* TASK PROMPT
Write out the listing beneath this instruction in its entirety, exactly as it reads.

──────── INPUT MATERIAL ────────

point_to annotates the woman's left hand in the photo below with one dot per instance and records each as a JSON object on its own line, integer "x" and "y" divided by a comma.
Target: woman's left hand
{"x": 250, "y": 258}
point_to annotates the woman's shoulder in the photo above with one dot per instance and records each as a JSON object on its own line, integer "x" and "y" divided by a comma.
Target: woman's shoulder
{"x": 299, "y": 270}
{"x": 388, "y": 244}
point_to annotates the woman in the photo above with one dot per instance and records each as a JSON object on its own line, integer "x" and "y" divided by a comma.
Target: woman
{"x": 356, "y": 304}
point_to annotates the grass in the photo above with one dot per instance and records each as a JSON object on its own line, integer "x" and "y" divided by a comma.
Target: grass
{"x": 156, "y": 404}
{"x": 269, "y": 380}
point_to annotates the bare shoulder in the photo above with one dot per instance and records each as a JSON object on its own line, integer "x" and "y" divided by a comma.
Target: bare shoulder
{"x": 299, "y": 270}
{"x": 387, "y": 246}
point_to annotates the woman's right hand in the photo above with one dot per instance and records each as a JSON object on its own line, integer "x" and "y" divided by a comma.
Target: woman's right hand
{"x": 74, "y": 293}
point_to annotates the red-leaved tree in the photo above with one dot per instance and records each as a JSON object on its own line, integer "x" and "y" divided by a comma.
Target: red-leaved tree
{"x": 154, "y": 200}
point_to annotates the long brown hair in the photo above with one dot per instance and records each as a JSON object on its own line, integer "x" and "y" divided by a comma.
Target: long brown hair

────────

* SOLUTION BELOW
point_to annotates the woman's left hand in the photo below with one dot per instance and records each as a JSON object on its own line, integer "x" and "y" divided by a comma.
Target: woman's left hand
{"x": 250, "y": 258}
point_to annotates the woman's shoulder in the photo above with one dot per instance and records each as a JSON object on its own line, integer "x" and "y" divided by a comma.
Target: woman's shoulder
{"x": 299, "y": 270}
{"x": 388, "y": 244}
point_to annotates the woman in the photo above with one dot per instance and records each as a JSON object on its own line, integer "x" and "y" divided by a comma.
Target: woman
{"x": 356, "y": 304}
point_to annotates the grass in the photo above with one dot per instance and records each as a JSON object on its own line, integer "x" and "y" divided by a comma.
Target: grass
{"x": 156, "y": 404}
{"x": 269, "y": 380}
point_to annotates the bare shoulder in the photo above with one dot per instance and records each as a JSON object on its own line, integer "x" and "y" divided by a comma.
Target: bare shoulder
{"x": 299, "y": 270}
{"x": 387, "y": 246}
point_to annotates the woman's right hand in the photo above with one dot per instance and records each as a JSON object on its own line, integer "x" and "y" divided by a comma.
Target: woman's right hand
{"x": 74, "y": 293}
point_to annotates the red-leaved tree in the photo above with one dot per instance and records each as a JSON object on its own line, integer "x" and "y" divided by a comma.
Target: red-leaved tree
{"x": 154, "y": 200}
point_to annotates the long brown hair in the photo above with one dot per instance and records each as a JSON object on its own line, integer "x" and "y" divided by a comma.
Target: long brown hair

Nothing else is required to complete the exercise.